I realized I left Bob’s letter to Kim out which he could’ve seen. But would that bother him? I doubt it. This letter isn’t to me and what’s the difference between reading someone’s fantasies about another, versus seeing people screw on our porn video we got?
Later...
I just ate a TV dinner, seeing how I only ate 2 granola bars since I got up.
Andy called me from work and I told him to call me at 10:30 to see about coming over at around 11:00. He said if he doesn’t hear from his family by Sunday, he’s gonna write those letters. The ones giving them a piece of his mind. He asked me if I got over last night.
Yeah, I’m used to it. He said he really needed to get drunk to relieve his stress. Something he seldom does. No, he didn’t make it with Quinn. He said he didn’t really try.
I guess for now I’ll just sit and bitch and analyze life.
If I were to do a survey asking people, “What reason would you suspect to be the cause for if a guy could get hard enough to screw, but never came?” The answer from 95% of them would be fear of making a baby. Right now his excuses are money, his Dad, my teeth, and the bat mitzvah, along with several other reasons. After we deal with all this, a whole new set of excuses will be present. There’ll be something we have to do here or for someone else.
He said to me the other day he didn’t see why a 29-year-old didn’t have time. I do and if that’s the issue and if he wants to wait, why not say so?
There’s no way in hell I could ever make a move with the singing or any other big things. I don’t trust him. He’ll only let me down.
If he isn’t home between 9:30-10:00, I’m gonna be getting worried. Is he really trying to avoid me? If so, why? He hasn’t even called, so I guess they really are busy.
Later...
There are only two other reasons I can think of that may piss him off and make him want to stay longer, but I doubt it. At the end of Evie’s letter, I wrote, “You are very blessed to be able to have a child.” This is true, though, and I doubt she’d bring it up and put him on the spot not knowing he’s the reason why there’s no kid if all’s OK with me.
Since I let my folks know we can’t have a child, they seem yet even friendlier. I’m not surprised.
I doubt the second reason, cuz I really think he gets off on this, but maybe he read something in my journal that I wrote about him that he didn’t like.
I feel so bad about not being able to go, even though Tom said not to worry and that I can see them plenty of other times. I feel so alone right now. Somewhat punished, too. I tried to cry cuz that helps me to feel better, but the tears just wouldn’t come.
Still, I wish I were one of those who could feel God around me in a good way. The only way I believe that I could feel him would be to pray for something I know he’d grant. Like if I prayed for him to please keep me childless and on the cigarettes.
Something I just realized made me think he may really be avoiding me. He has to be up at 4:30 tomorrow, so, it’s getting late.
I think I just heard the garage door.

____________________

Goals:
**A.** In the diary entry, rewrite the passage starting with "He said to me" and going on through "really are busy.", swapping "worried" for "anxious".
**B.** List the excuses the diary entry says he is giving right now.

Coordinate labeling data:
____________________

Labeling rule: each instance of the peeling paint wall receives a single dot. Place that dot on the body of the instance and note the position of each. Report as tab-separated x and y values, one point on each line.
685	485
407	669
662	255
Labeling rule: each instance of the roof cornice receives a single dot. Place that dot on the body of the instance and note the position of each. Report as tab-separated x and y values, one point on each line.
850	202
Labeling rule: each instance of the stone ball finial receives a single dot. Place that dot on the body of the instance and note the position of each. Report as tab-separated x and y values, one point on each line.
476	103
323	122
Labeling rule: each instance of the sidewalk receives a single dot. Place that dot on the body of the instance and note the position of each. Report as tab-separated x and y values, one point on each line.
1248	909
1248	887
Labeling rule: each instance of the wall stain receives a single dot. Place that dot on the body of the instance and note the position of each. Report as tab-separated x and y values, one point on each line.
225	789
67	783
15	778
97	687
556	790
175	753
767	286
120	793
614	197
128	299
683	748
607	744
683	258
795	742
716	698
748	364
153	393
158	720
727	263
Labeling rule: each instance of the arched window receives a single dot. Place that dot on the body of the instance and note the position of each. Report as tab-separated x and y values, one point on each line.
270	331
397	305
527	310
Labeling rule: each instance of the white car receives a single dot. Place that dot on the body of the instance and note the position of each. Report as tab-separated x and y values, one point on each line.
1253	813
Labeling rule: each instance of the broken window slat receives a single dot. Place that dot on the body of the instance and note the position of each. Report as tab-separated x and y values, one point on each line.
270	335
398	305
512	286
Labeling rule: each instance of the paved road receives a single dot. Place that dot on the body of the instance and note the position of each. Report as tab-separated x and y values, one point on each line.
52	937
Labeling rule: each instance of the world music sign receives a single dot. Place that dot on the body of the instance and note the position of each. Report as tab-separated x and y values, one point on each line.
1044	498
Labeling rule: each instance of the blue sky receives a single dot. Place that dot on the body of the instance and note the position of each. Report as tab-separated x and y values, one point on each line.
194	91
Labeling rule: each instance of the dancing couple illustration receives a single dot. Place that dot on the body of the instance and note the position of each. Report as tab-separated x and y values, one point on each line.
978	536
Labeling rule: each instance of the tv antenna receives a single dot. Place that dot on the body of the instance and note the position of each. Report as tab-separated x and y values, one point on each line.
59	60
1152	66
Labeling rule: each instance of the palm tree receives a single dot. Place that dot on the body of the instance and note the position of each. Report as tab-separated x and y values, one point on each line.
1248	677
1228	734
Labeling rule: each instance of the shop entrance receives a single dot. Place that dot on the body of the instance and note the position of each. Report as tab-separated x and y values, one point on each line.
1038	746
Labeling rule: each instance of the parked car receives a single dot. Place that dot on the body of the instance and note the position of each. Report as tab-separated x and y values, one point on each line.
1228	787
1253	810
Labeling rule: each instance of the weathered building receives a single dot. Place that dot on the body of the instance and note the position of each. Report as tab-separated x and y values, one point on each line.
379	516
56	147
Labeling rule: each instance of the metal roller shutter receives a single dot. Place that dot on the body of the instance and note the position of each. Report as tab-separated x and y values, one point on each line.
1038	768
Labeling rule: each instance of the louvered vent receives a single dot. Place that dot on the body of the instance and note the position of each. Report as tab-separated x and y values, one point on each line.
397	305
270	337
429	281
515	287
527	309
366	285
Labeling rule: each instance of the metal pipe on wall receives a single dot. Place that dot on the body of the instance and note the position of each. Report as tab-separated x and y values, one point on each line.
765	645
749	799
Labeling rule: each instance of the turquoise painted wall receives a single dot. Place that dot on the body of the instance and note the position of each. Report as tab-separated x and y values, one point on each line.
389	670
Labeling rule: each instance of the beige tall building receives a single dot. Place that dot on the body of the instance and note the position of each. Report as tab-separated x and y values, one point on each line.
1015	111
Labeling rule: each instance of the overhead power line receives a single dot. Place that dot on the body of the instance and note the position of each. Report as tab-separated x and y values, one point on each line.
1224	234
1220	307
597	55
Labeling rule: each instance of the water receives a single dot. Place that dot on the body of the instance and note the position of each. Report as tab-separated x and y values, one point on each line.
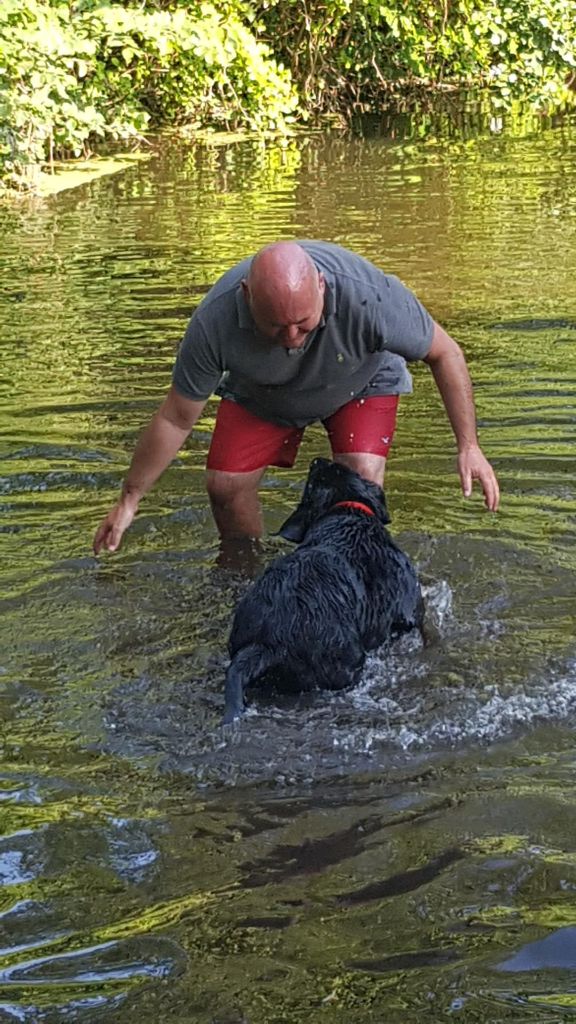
403	848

____________________

Solved tasks:
**A.**
He said to me the other day he didn’t see why a 29-year-old didn’t have time. I do and if that’s the issue and if he wants to wait, why not say so?
There’s no way in hell I could ever make a move with the singing or any other big things. I don’t trust him. He’ll only let me down.
If he isn’t home between 9:30-10:00, I’m gonna be getting anxious. Is he really trying to avoid me? If so, why? He hasn’t even called, so I guess they really are busy.

**B.**
- money
- his Dad
- my teeth
- the bat mitzvah